» **GIVEN PASSAGE**:

§

2013 College Football All-Famous Fathers Team
There are a lot of current college football players with famous fathers. So many, in fact, that we were able to construct an entire starting offense (four WRs) and defense (4-2-5 alignment) consisting of them. Without further ado, here is our 2013 CFB All-Famous Fathers Team.
Joe Montana’s football playing legacy is more than secure, with four Super Bowl rings and the 1977 national title at Notre Dame to his name. His youngest son, Nick, would love just a shred of that success.
Nick Montana started out at Washington, only to be beaten out for the Huskies’ starting job by Keith Price. He spent last year at Mt. San Antonio (CA) College — where he threw for 22 TDs and over 2,600 yards — and is now hoping to give the Green Wave offense a much-needed shot in the arm.
After redshirting in 2012, Sanders — a 2011 U.S. Army All-American at Heritage Hall High School in Oklahoma City and the son of perhaps the most dynamic running back in football history — is ready to compete for the Cardinal’s starting RB job following the departure of Stepfan Taylor to the NFL.
The word you’re likely to hear most often about Sanders leading up to and during the season is “potential.” He possesses balance and cutting ability reminiscent of his dad, yet he’s very much a work-in-progress — as evidenced by a spring game in which he had just 12 yards rushing (on seven carries) and fumbled a punt.
The younger Lewis follows in his ex-linebacker father’s footsteps to Coral Gables. That’s where the comparisons end. Lewis III is a speedy running back, having averaged 10.0 YPC or more in each of his final two seasons at Lake Mary (FL) Prep while scoring 57 total offensive TDs.
“I can’t be worried about trying to be better than my dad or trying to be what other people’s expectations are of me,” Lewis III told The Orlando Sentinel in February. “I don’t have to please anybody else.”
We can only hope Lewis III will show off his dad's pre-game dance now that the elder Lewis is retired.
It’d be overly optimistic to hope for “Prime Time”-esque highlights from the younger Sanders.

§

» **DATA EXTRACT**:
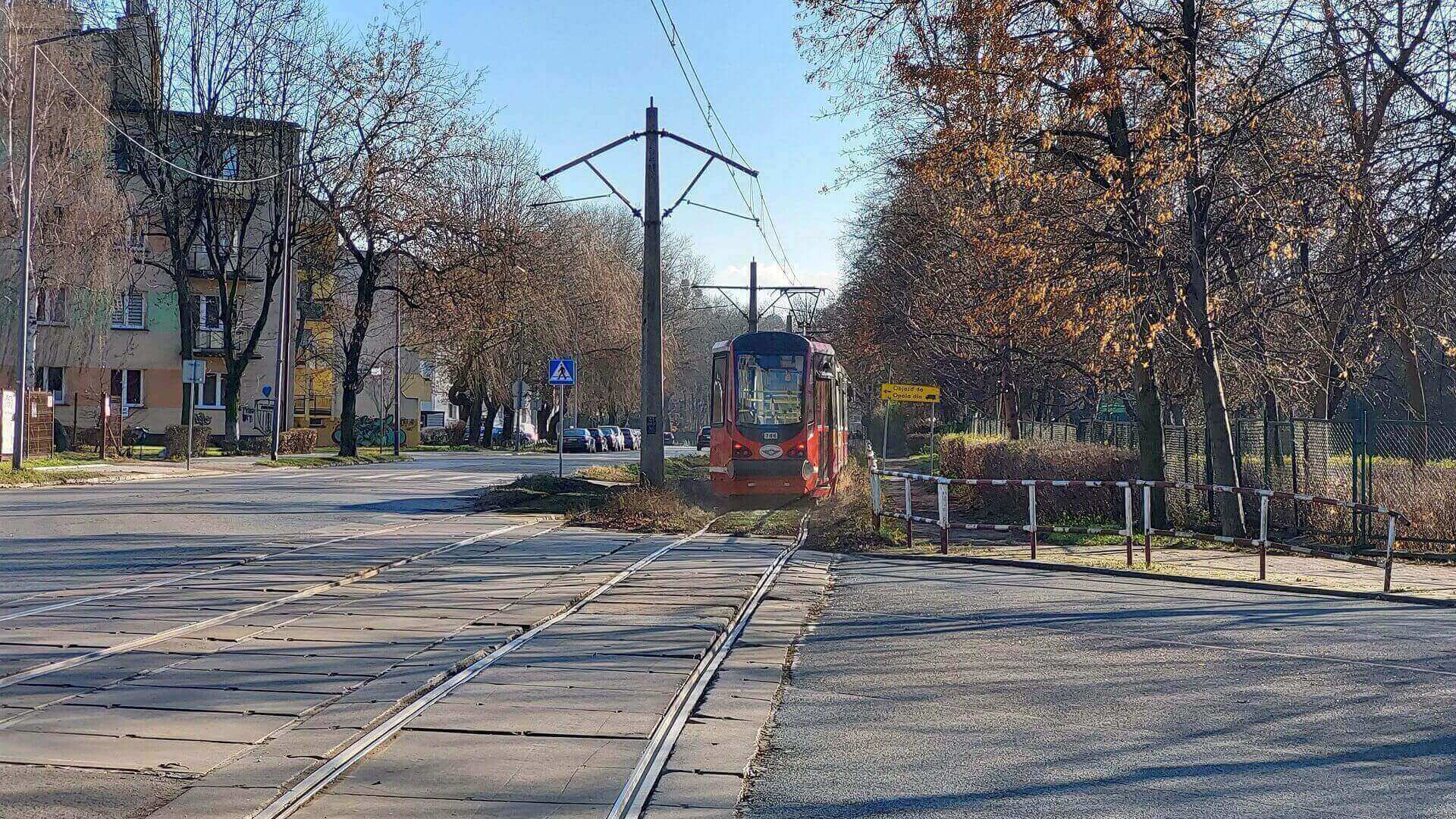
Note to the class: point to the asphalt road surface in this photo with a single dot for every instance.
(199, 649)
(938, 691)
(69, 537)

§

» **WHAT THE EXERCISE ASKS**:
Reproduce the part of the article on college football players with famous fathers, starting with "The younger Lewis" and going on through "Lewis is retired.".

» **COMPLETED TASK**:
The younger Lewis follows in his ex-linebacker father’s footsteps to Coral Gables. That’s where the comparisons end. Lewis III is a speedy running back, having averaged 10.0 YPC or more in each of his final two seasons at Lake Mary (FL) Prep while scoring 57 total offensive TDs.
“I can’t be worried about trying to be better than my dad or trying to be what other people’s expectations are of me,” Lewis III told The Orlando Sentinel in February. “I don’t have to please anybody else.”
We can only hope Lewis III will show off his dad's pre-game dance now that the elder Lewis is retired.